Start of Material for the task

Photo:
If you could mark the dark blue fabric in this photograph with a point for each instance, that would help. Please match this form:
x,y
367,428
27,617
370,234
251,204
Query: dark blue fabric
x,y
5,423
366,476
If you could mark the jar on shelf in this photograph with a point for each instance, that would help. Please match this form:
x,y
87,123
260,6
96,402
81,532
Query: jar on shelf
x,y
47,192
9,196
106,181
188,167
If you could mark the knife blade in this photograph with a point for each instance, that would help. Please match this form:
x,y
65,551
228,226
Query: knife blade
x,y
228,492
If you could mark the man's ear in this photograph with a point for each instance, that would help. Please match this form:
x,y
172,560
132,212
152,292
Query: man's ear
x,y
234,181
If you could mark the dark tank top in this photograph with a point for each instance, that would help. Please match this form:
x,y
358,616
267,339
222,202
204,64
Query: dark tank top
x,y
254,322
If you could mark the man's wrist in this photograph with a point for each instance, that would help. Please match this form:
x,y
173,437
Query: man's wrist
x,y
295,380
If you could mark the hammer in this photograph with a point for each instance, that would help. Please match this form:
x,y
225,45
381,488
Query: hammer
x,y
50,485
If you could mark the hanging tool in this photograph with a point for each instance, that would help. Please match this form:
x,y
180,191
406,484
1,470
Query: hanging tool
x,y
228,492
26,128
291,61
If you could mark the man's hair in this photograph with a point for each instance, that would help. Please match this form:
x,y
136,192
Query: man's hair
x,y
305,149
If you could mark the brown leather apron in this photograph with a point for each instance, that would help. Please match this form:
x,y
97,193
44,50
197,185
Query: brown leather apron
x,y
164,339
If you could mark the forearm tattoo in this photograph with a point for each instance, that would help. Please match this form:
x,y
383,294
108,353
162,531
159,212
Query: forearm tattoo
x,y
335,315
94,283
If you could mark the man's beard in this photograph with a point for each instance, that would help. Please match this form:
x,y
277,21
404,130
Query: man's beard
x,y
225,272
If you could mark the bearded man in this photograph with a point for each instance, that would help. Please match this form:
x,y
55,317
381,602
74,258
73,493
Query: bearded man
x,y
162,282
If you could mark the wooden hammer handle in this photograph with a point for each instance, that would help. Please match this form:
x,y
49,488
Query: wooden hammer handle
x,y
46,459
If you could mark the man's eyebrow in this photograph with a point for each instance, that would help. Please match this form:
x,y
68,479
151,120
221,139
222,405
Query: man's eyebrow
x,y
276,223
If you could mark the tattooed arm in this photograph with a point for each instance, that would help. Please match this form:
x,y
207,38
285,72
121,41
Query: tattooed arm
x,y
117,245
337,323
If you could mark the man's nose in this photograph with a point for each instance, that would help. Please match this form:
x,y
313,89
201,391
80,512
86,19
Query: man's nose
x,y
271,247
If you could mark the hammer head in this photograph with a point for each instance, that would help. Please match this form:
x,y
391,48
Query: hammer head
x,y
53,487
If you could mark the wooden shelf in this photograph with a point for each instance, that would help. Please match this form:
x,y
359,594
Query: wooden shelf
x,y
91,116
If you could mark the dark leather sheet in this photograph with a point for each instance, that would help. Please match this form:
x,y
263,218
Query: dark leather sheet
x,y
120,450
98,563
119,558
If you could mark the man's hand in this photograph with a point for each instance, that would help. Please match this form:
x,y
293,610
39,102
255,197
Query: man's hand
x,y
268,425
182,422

End of Material for the task

#### [Exercise aim]
In your answer, include only the lines above starting at the line that holds "If you could mark the man's wrist" and ending at the line that holds "If you could mark the man's beard", copied exactly.

#### [Result for this exercise]
If you could mark the man's wrist in this photograph with a point for each instance, that would help. Please match this form:
x,y
173,437
Query: man's wrist
x,y
295,380
If you could mark the hammer in this photograph with a point for each instance, that would help. Please match this form:
x,y
225,45
381,488
Query: hammer
x,y
50,485
If you could mark the hanging tool in this photograph with a point for each instance, that would help. Please match this form:
x,y
180,191
406,484
1,470
Query: hanging tool
x,y
228,492
26,128
291,61
If you could mark the man's hair in this photograph with a point for each instance, that would help. Please match this form:
x,y
136,192
Query: man's hair
x,y
305,149
If you could mark the brown leather apron in this photograph with a point for each instance, that would help. Please match this form:
x,y
97,193
44,50
197,185
Query: brown leather apron
x,y
164,339
If you could mark the forearm tattoo in this photograph with a point for each instance, that would help. Please match this form:
x,y
383,294
108,353
162,531
159,212
Query: forearm tattoo
x,y
335,315
94,283
If you could mark the man's beard in this photograph with a point for each instance, that would help. Please match this form:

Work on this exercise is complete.